▶ _TEXT SHOWN_:
+---+
Ted Eytan
Rally in support of the Affordable Care Act, February, 2017 at The White House, Washington, D.C.
Congressional candidates of both parties are now promising they’ll make sure Americans with pre-existing conditions get medical insurance; but unless those candidates tell us how they’re going to pay for those promises, we better not believe them.
Pre-existing conditions are health problems like asthma, diabetes, or cancer and, at last count, affect over 52 million non-elderly American adults. Some of these Americans have jobs with health care benefits, but many don’t.
Democratic Senate candidates in battleground states are placing their final bets on public support for covering people with pre-existing conditions: in Missouri, Claire McCaskill has re-christened her campaign, “your health care, your vote” and Bill Nelson in Florida and Joe Manchin in West Virginia are following suit.
Half of TV ads in congressional races discuss healthcare and that the midterms now “are officially about health care.”
In an October 13 article, the Charleston Gazette-Mail mused, “Ask Sen. Joe Manchin, D-W.Va., about almost anything, and his answer sidles over to ‘pre-existing conditions.’ ” In Florida, Nelson’s attacks on his Republican opponent are highlighting his opponent’s opposition to the Affordable Care Act (ACA) and its protections for people with pre-existing conditions.
Overall, the Democrats' Senate campaign committee’s betting on it. Wesleyan Media Project says half of TV ads in congressional races discuss healthcare and that the midterms now “are officially about health care.”
+---+
▶ _EXERCISE DATA_:
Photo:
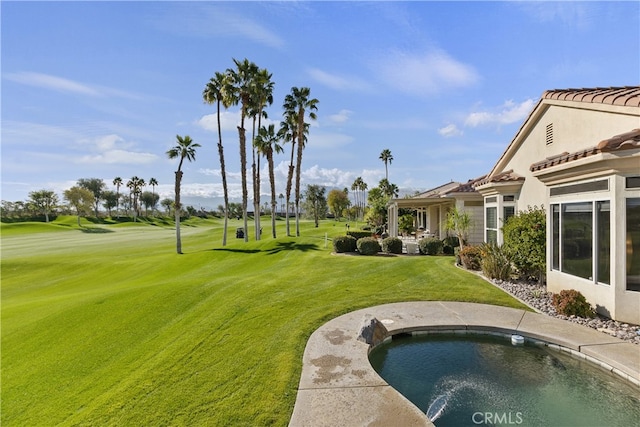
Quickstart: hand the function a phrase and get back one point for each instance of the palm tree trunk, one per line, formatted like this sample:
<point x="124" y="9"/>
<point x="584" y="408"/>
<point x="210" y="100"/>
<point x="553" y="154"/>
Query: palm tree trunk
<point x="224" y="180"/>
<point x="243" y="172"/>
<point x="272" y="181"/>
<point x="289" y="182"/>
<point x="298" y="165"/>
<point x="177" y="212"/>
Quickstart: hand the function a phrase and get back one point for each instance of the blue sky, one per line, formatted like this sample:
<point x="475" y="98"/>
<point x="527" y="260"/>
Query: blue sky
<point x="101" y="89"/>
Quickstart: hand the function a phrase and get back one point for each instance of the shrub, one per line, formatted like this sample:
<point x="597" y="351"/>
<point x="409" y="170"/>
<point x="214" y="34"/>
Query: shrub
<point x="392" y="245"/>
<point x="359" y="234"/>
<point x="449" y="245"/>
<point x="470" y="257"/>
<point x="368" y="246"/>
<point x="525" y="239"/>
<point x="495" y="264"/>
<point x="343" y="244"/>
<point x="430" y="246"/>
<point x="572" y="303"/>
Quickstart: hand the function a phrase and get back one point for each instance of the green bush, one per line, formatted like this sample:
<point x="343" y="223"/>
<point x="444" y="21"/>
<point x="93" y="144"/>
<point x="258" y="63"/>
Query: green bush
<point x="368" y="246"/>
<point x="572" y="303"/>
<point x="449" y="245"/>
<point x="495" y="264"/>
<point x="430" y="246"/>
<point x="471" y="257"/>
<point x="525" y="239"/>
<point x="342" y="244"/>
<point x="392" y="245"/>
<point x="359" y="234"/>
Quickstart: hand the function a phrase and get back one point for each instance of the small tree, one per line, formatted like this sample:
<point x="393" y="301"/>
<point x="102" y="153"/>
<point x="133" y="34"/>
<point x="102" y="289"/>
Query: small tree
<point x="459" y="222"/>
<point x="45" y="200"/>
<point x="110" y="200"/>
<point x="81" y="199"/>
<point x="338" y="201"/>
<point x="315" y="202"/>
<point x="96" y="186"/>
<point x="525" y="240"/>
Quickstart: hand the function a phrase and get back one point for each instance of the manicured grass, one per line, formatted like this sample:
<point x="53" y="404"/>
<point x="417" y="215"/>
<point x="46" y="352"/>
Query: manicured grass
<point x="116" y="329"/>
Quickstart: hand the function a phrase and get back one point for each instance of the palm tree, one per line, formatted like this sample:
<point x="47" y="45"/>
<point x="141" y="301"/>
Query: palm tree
+---+
▶ _PROBLEMS TO SOLVE_:
**A.** Decide whether each statement agrees with the article on pre-existing conditions, answering yes or no and quoting the words of the article that settle it. (i) Claire McCaskill is campaigning in Missouri. (ii) Pre-existing conditions affect over 52 million non-elderly American adults. (iii) Bill Nelson's Republican opponent supports the Affordable Care Act.
**B.** According to the article on pre-existing conditions, which group says half of TV ads in congressional races discuss healthcare?
**C.** From the article on pre-existing conditions, copy everything from "In an October" down to "with pre-existing conditions.".
The entries have nothing to do with the article on pre-existing conditions.

▶ _TASK ANSWERS_:
**A.**
(i) Yes: "in Missouri, Claire McCaskill has re-christened her campaign, “your health care, your vote”"
(ii) Yes: "at last count, affect over 52 million non-elderly American adults"
(iii) No: "Nelson’s attacks on his Republican opponent are highlighting his opponent’s opposition to the Affordable Care Act (ACA)"

**B.** The Wesleyan Media Project.

**C.**
In an October 13 article, the Charleston Gazette-Mail mused, “Ask Sen. Joe Manchin, D-W.Va., about almost anything, and his answer sidles over to ‘pre-existing conditions.’ ” In Florida, Nelson’s attacks on his Republican opponent are highlighting his opponent’s opposition to the Affordable Care Act (ACA) and its protections for people with pre-existing conditions.